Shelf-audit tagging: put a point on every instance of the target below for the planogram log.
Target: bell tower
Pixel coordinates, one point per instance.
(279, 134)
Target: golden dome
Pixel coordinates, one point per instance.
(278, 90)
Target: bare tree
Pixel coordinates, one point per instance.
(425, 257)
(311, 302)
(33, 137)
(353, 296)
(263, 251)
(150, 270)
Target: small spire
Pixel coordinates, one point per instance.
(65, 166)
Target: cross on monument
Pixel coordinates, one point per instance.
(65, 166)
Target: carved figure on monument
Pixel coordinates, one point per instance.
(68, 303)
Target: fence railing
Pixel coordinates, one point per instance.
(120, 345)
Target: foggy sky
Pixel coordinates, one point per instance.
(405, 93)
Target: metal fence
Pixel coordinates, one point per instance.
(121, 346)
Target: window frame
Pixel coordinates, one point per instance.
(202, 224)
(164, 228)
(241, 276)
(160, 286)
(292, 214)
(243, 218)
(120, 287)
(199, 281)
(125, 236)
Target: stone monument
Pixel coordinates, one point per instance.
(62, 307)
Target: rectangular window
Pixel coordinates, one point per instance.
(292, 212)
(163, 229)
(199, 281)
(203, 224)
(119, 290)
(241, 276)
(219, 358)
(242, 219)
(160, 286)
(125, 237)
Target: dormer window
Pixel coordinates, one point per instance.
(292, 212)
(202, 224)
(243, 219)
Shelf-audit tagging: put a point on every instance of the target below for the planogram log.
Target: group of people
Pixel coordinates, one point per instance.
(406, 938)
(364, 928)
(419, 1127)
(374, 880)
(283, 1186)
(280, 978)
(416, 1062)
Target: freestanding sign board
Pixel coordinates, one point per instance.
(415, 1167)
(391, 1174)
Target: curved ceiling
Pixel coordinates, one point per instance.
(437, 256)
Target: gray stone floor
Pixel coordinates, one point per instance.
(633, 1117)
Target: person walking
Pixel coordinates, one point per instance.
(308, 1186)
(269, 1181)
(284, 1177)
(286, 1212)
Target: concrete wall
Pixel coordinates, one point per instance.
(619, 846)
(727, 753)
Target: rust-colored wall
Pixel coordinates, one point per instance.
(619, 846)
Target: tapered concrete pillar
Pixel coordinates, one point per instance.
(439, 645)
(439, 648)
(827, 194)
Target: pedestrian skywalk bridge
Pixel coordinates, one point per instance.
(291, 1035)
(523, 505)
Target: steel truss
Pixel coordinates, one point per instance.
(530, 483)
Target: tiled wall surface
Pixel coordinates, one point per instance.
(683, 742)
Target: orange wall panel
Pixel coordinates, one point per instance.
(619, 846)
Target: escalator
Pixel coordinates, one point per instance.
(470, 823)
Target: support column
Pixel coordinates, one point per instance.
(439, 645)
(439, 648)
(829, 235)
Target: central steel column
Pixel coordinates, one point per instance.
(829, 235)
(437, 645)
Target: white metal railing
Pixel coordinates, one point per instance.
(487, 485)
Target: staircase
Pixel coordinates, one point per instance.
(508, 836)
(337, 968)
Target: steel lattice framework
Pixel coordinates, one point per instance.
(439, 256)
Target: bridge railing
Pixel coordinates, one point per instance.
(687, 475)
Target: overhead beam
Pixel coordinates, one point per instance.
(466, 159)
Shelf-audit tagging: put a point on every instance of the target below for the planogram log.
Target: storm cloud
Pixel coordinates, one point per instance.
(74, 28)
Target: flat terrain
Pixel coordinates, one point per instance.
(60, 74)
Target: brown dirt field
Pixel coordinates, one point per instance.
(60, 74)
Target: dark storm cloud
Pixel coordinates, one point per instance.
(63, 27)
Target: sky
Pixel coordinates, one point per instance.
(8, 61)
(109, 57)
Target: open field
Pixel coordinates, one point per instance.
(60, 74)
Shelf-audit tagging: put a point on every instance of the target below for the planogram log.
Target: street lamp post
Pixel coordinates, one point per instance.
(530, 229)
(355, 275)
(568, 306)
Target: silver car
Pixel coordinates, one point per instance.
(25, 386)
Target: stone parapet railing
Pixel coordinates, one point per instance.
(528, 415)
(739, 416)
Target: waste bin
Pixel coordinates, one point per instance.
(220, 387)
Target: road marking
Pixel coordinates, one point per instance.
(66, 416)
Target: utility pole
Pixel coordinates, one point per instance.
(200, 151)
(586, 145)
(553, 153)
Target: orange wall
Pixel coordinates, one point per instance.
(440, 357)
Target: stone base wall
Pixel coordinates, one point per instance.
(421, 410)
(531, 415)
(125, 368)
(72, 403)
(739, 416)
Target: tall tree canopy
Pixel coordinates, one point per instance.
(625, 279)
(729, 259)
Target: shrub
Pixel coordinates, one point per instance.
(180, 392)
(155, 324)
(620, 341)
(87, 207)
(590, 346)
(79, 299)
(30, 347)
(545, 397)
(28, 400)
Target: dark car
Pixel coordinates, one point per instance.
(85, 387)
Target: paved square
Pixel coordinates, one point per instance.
----------
EXERCISE GOAL - Report how many lines of the preceding records include "orange". Output the number only.

TASK RESULT - 2